WORK REQUIRED: Copy out every one of the items below word for word, changing nothing.

INFORMATION PROVIDED:
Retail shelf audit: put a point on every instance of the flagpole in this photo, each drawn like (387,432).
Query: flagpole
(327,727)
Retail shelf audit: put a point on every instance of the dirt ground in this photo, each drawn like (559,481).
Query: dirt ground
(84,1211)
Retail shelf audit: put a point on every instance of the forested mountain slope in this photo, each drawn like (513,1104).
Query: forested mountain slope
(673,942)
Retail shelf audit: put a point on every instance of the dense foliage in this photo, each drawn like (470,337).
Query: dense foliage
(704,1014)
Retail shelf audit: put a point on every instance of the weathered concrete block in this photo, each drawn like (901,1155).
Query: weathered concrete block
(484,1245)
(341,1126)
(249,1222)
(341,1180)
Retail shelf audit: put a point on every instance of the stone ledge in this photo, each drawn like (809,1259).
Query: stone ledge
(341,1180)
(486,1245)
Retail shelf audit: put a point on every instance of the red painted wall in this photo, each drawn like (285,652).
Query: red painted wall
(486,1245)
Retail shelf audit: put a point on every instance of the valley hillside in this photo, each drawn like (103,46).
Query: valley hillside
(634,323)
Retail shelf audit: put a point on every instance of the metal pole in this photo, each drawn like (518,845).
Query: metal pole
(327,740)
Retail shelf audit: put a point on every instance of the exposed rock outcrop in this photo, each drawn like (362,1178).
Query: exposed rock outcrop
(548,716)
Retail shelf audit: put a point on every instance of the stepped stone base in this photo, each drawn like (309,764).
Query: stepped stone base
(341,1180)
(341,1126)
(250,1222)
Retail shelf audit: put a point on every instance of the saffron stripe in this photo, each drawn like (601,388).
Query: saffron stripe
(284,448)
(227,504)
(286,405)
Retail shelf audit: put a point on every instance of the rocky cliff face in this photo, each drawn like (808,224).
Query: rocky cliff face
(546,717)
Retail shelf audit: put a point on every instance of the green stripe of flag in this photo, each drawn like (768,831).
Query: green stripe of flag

CORRECT ANSWER:
Retail shelf audit: put a point on every instance of the flagpole in this photo, each drawn like (387,432).
Query: flagpole
(327,727)
Retail shelf audit: put a point on every instance of the dirt ground in this photo, each drawn like (559,481).
Query: dirt ground
(84,1211)
Retail shelf audit: put a point on every instance of the forested mountain slope in this photo, each drawn like (513,1104).
Query: forested mountain slope
(673,942)
Retail shelf audit: put a point on every instance of the dense foliage in this photo, each drawn like (470,337).
Query: dense foliage
(704,1014)
Retail shelf audit: put a point on every instance of the weathered concrete block in this photo, each drawn like (901,1155).
Query: weathered concrete block
(484,1245)
(341,1126)
(249,1222)
(341,1180)
Retail shelf audit: put a point on every instance of the stone ledge in this photo, each drawn like (809,1259).
Query: stone ledge
(341,1180)
(486,1245)
Retail shelf audit: put a point on every instance of the red painted wall in this photo, each drawn like (285,652).
Query: red painted wall
(486,1245)
Retail shelf audit: put a point on every instance of the valley hillside in this photo, each drawn like (103,46).
Query: valley hillside
(634,323)
Retail shelf audit: put a point on every instance of the metal pole in this photo, each drawn like (518,845).
Query: metal pole
(327,740)
Retail shelf audit: put a point on every instance of the exposed rock outcrop in this photo, each drawn like (362,1178).
Query: exposed rock outcrop
(548,716)
Retail shelf audit: put a point on every instance of the stepped stone base in this photo, each drawn like (309,764).
Query: stepped stone base
(341,1180)
(341,1126)
(250,1222)
Retail shelf audit: put a point on every instance of the saffron stripe in this photo, each drawn like (601,388).
Query: saffron stripe
(284,448)
(227,504)
(286,405)
Retail shelf audit: put a point on every instance of the rocky cliff face in this photo, each drawn like (808,224).
Query: rocky cliff face
(546,717)
Retail shelf audit: put a point on every instance of the green stripe of flag in this photo, each drawn like (768,831).
Query: green stripe of flag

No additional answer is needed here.